» **Selected extract**:
^^^^^^^^
Salman Rushdie once said, “What is freedom of expression? Without the freedom to offend, it ceases to exist.” Of course, Rushdie would know all about that; he has written a book that caused offence, and was subsequently banned. Not only that, it disrupted his life to an extraordinary extent because he was afraid he would be killed for having had the temerity to write his views.
We are looking at more controversial books this week, although none of them came close to enduring what Rushdie did. They did face struggles and censure though, and undeservedly so, in my opinion. There are some ways of avoiding controversy, such as pen names, although this doesn’t seem to work in the long run.
At least it did not for Anne Desclos, a French journalist who wrote The Story of O under the pseudonym Pauline Reage. Written in 1954, the story was a gift for her long-time lover Jean Paulhan, a fan of the writings of the Marquis de Sade (whom I covered in this column last week). The novel details a submissive subject and her dominant lovers; at the outset the novel knew incredible success, winning a top French literary prize and praise for its writer. However, it was slapped with obscenity charges and endured a publicity ban for many years.
Of course, no novel could ever face the sort of criticism that Lolita faced. Written by Vladimir Nabokov and published in 1955, the focus of the novel is on forbidden sexuality. The middle-aged protagonist — and a highly unreliable narrator — is sexually obsessed with his young stepdaughter Dolores, whom he nicknames Lolita. Although it won immense praise from Nabokov’s peers, including Graham Greene who termed the novel ‘one of the three best books of the year’, others pushed back, including the New York Times who termed the book repulsive and disgusting. The novel was banned in several countries for many years. It proved to be popular in the United States though, and sold 100,000 copies in its first month in the market.
And for the final book in my list of controversial books — although this list is not exhaustive — I would like to turn the focus on Henry Miller’s The Tropic of Cancer, which was a turning point for ‘the free speech we now take granted in literature’, according to the New York Times Book Review. It focuses on the sexual adventures (and misadventures) of a young American writer based in Paris in the 1930s, during the height of Bohemian culture. The main character keeps interesting company, all of which is described in graphic detail.
The American edition was published in 1961 by Grove Press, and more than 60 lawsuits were filed against all the booksellers who carried the book. Publisher Barney Rossett was determined to legally assist every bookseller who faced persecution, and they won a thumping victory. This was considered a turning point for writers, and for free speech.
^^^^^^^^
» **Stored dataset items**:

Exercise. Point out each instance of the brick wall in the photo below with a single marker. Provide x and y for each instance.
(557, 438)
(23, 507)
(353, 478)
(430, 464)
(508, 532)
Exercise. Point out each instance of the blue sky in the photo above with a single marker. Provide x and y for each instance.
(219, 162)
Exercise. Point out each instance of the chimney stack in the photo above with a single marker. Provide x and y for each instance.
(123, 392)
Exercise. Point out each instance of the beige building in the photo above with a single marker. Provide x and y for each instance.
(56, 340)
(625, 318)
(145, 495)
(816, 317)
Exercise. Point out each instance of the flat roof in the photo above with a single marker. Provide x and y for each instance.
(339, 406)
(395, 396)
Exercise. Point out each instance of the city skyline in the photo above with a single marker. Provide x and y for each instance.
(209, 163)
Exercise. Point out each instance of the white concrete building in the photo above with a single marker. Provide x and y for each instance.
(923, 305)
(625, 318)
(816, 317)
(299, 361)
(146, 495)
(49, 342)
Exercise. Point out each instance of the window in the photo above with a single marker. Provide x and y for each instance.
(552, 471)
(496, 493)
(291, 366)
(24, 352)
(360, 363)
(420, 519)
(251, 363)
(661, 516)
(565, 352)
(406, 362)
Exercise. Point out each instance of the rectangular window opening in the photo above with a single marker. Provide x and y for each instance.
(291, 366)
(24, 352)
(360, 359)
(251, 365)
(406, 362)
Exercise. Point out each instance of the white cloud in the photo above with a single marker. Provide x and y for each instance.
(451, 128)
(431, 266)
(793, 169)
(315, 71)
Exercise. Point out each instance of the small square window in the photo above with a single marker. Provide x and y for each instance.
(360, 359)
^^^^^^^^
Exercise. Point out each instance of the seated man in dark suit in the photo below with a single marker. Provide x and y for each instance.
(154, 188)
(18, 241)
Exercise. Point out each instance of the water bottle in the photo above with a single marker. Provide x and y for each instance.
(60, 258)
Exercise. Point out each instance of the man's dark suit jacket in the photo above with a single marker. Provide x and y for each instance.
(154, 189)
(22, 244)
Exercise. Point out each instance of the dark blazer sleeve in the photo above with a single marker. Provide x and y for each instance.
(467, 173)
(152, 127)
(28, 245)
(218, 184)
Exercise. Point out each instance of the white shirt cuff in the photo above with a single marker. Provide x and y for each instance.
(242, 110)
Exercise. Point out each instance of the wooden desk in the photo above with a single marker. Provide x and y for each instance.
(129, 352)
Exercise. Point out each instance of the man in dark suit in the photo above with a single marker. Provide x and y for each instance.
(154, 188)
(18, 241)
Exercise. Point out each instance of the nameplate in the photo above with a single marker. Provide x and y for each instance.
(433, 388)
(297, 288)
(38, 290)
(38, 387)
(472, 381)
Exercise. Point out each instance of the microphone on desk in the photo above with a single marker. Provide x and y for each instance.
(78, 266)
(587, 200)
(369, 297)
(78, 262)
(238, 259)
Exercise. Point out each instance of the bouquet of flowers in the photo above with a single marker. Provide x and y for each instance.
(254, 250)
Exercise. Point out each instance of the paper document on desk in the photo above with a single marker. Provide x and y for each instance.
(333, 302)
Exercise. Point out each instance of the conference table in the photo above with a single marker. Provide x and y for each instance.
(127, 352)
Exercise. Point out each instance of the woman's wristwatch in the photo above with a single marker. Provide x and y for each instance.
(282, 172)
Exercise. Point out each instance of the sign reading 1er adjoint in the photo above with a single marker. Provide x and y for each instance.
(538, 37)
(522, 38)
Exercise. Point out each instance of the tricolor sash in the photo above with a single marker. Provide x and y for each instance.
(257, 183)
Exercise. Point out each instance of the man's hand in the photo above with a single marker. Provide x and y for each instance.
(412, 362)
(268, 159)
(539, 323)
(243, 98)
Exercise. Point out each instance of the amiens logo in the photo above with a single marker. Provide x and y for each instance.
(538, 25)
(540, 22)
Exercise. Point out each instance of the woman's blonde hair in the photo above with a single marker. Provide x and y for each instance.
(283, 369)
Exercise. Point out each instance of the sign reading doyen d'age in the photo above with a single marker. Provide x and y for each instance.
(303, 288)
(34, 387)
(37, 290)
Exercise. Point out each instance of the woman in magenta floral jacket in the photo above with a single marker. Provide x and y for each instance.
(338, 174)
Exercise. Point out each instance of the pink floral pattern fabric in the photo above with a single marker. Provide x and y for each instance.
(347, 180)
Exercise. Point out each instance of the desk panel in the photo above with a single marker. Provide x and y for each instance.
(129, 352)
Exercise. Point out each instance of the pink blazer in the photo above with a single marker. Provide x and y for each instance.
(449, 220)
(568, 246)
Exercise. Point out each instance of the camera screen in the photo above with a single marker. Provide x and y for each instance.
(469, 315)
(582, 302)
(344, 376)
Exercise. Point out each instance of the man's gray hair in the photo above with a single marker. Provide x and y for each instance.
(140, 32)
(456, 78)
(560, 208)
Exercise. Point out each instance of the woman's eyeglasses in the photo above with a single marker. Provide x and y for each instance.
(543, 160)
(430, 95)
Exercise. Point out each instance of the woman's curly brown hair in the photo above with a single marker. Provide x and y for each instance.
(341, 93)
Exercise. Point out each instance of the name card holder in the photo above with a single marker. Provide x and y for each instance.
^^^^^^^^
» **Exercise details**: Copy the part of the column on controversial books between "We are looking" and "ban for many years.", inclusive. Work only from the column on controversial books.

» **Solution to this problem**:
We are looking at more controversial books this week, although none of them came close to enduring what Rushdie did. They did face struggles and censure though, and undeservedly so, in my opinion. There are some ways of avoiding controversy, such as pen names, although this doesn’t seem to work in the long run.
At least it did not for Anne Desclos, a French journalist who wrote The Story of O under the pseudonym Pauline Reage. Written in 1954, the story was a gift for her long-time lover Jean Paulhan, a fan of the writings of the Marquis de Sade (whom I covered in this column last week). The novel details a submissive subject and her dominant lovers; at the outset the novel knew incredible success, winning a top French literary prize and praise for its writer. However, it was slapped with obscenity charges and endured a publicity ban for many years.